TASK DESCRIPTION: Please repeat exactly the lines below from the one containing "target | worker's black jacket" down to the one containing "target | building balcony", both included, and nothing else.

------------------------------------

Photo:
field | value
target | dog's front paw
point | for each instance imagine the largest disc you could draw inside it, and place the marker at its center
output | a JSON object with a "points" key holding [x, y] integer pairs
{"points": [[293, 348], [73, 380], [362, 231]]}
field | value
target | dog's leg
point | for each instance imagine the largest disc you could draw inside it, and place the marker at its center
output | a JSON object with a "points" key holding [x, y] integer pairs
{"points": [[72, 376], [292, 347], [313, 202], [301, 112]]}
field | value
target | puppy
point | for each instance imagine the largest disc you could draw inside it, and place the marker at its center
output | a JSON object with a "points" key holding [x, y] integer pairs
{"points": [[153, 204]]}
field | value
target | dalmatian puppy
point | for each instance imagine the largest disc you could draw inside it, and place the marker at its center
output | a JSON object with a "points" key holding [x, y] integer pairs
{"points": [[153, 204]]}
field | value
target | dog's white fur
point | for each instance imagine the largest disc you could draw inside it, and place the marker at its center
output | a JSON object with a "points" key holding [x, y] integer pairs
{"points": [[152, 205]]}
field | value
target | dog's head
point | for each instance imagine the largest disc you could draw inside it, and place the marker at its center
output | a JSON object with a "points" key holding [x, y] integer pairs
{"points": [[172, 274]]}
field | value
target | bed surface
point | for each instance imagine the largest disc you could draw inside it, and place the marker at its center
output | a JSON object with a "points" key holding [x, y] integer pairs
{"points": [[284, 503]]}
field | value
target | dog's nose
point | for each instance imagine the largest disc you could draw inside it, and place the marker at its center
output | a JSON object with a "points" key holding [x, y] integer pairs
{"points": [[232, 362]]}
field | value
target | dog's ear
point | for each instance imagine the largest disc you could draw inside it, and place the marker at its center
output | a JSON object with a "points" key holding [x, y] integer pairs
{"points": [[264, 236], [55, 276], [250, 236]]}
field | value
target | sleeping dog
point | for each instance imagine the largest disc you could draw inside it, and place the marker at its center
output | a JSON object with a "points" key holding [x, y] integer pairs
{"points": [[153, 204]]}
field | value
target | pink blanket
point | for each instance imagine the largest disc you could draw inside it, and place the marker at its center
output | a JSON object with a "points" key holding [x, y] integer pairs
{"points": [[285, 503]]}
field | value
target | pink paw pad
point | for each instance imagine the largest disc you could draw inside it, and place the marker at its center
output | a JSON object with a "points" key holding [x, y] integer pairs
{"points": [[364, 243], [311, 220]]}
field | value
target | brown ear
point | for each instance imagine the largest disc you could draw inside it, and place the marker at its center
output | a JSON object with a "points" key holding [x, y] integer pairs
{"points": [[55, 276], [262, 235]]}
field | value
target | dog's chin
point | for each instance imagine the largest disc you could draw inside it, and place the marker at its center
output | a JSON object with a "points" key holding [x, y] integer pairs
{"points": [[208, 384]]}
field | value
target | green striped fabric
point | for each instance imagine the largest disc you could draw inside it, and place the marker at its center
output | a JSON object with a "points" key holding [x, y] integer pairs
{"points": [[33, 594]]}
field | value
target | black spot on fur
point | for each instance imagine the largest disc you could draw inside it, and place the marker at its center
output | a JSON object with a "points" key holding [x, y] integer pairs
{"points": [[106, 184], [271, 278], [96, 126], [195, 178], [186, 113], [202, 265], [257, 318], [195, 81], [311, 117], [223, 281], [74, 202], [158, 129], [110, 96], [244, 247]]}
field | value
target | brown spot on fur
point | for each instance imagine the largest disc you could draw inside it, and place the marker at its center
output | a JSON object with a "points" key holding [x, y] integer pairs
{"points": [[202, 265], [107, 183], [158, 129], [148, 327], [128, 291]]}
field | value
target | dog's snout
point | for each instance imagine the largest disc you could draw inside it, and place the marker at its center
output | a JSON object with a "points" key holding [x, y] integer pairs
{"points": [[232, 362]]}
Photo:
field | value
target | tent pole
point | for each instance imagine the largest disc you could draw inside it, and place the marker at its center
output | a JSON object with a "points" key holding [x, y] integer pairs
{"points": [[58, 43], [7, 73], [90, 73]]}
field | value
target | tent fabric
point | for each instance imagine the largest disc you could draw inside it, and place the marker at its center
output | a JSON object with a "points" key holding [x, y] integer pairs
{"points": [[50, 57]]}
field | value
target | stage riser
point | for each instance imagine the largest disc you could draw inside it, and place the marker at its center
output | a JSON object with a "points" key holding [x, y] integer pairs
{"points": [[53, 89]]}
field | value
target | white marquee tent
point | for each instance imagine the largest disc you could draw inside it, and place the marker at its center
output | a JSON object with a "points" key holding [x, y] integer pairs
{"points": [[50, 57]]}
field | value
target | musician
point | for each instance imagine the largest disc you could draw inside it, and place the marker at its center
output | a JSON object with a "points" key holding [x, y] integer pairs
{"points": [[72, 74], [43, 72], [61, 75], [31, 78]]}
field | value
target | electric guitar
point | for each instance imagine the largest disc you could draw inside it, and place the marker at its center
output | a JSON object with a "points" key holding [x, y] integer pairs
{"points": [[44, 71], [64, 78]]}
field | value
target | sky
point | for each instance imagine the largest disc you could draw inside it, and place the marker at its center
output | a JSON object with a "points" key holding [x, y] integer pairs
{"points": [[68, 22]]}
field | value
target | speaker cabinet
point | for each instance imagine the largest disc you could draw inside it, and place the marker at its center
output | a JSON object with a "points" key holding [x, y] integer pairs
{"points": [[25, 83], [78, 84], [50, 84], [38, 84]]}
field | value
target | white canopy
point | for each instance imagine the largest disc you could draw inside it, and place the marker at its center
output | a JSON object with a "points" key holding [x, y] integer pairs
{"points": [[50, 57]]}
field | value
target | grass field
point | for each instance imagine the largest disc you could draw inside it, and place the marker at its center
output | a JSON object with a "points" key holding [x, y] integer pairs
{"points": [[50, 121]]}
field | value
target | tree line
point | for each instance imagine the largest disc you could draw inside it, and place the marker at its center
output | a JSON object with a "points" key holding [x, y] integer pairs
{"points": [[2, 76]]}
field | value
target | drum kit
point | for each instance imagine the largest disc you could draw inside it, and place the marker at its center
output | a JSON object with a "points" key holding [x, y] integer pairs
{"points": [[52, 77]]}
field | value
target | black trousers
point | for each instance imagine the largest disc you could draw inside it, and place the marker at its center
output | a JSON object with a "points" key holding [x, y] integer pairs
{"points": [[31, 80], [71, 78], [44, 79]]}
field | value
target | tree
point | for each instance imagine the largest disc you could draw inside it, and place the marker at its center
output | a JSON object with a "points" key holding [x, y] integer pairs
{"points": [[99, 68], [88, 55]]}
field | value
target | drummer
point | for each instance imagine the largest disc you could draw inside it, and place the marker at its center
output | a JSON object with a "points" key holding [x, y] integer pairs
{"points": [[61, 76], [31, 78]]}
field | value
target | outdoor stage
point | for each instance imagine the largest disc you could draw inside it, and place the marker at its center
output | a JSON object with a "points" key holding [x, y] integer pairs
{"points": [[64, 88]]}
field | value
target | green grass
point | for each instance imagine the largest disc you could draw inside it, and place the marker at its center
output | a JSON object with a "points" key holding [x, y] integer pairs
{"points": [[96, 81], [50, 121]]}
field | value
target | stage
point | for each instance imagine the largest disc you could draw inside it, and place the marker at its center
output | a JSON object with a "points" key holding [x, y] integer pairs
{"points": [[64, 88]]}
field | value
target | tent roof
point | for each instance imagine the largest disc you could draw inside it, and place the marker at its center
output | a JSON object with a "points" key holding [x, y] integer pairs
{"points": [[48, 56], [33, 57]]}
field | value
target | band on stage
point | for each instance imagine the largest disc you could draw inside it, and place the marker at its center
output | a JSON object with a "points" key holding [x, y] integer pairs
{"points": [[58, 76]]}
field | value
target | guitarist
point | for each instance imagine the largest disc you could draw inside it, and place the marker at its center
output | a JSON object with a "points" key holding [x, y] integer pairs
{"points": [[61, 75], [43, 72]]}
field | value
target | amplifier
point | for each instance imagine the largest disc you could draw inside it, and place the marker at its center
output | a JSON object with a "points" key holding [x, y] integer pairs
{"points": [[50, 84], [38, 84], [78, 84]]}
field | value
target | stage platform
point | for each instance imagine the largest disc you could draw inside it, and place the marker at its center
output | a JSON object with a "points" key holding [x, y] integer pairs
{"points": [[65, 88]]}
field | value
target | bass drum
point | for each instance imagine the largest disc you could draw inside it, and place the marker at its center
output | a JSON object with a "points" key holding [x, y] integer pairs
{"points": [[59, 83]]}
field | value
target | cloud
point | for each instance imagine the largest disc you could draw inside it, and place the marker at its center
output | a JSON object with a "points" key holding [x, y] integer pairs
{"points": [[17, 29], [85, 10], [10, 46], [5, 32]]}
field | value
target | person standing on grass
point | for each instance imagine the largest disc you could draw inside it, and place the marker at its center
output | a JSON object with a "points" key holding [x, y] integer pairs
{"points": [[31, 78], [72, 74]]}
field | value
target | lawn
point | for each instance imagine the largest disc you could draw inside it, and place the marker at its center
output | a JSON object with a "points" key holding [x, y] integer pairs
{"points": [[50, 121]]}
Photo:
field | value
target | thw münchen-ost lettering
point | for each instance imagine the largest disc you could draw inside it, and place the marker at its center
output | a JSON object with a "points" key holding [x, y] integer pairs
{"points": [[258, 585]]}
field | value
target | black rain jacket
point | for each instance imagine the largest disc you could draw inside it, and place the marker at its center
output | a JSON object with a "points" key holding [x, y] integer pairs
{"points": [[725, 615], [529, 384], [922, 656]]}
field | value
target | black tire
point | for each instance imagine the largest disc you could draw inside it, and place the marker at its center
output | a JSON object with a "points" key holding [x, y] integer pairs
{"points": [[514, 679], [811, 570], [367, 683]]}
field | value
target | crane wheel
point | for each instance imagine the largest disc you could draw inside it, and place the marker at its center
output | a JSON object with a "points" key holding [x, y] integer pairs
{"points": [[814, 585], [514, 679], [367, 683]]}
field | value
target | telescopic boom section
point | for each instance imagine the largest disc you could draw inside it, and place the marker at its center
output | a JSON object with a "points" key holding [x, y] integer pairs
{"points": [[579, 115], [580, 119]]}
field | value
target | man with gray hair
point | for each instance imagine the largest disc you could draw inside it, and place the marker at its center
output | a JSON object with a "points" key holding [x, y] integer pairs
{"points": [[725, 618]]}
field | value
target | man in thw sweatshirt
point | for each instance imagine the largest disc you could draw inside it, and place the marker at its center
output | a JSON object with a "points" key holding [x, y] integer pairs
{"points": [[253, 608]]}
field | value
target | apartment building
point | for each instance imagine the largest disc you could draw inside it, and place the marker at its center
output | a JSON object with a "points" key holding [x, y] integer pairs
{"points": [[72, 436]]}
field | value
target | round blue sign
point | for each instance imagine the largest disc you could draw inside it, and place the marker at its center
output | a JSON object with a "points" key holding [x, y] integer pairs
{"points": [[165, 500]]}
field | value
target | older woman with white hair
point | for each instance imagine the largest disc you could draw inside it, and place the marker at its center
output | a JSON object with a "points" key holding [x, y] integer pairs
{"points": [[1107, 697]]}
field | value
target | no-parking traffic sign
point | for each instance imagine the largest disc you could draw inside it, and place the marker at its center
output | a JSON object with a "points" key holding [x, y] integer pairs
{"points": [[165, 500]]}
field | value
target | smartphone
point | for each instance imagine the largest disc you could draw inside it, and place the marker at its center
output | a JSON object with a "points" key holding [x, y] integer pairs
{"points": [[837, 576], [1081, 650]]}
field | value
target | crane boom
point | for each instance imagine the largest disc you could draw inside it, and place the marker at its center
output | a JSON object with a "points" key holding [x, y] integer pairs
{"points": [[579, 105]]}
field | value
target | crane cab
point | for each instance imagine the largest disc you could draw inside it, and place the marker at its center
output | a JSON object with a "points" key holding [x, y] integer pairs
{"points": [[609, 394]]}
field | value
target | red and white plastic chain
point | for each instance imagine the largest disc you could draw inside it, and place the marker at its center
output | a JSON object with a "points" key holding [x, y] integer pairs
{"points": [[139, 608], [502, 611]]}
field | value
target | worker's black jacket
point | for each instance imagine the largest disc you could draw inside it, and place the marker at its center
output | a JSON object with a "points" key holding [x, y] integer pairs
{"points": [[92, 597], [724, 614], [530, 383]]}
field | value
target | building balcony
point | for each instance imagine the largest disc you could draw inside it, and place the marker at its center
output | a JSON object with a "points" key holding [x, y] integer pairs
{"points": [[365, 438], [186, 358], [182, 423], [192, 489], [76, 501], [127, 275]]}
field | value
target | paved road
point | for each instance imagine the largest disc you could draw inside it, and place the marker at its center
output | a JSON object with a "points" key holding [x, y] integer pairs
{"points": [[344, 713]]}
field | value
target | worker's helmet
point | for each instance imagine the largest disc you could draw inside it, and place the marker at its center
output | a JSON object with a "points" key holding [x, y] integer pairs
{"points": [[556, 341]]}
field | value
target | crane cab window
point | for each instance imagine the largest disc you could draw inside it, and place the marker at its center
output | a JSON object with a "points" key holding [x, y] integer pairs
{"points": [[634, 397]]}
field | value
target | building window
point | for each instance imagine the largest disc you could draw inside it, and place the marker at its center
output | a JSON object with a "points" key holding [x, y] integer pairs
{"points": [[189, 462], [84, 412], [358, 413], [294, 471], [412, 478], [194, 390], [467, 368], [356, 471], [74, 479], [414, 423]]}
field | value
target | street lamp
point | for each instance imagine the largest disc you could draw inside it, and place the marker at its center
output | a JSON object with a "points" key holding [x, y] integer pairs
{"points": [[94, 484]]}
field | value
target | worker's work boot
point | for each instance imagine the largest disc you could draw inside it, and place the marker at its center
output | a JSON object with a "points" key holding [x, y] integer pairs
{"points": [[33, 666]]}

------------------------------------

EXERCISE ANSWER:
target | worker's black jacket
point | for each instance imagine the largest disc you could draw inside it, and place the marker at its center
output | a JSON object with a "points" key holding [x, y] integer pairs
{"points": [[92, 597], [724, 614], [530, 383]]}
field | value
target | building balcony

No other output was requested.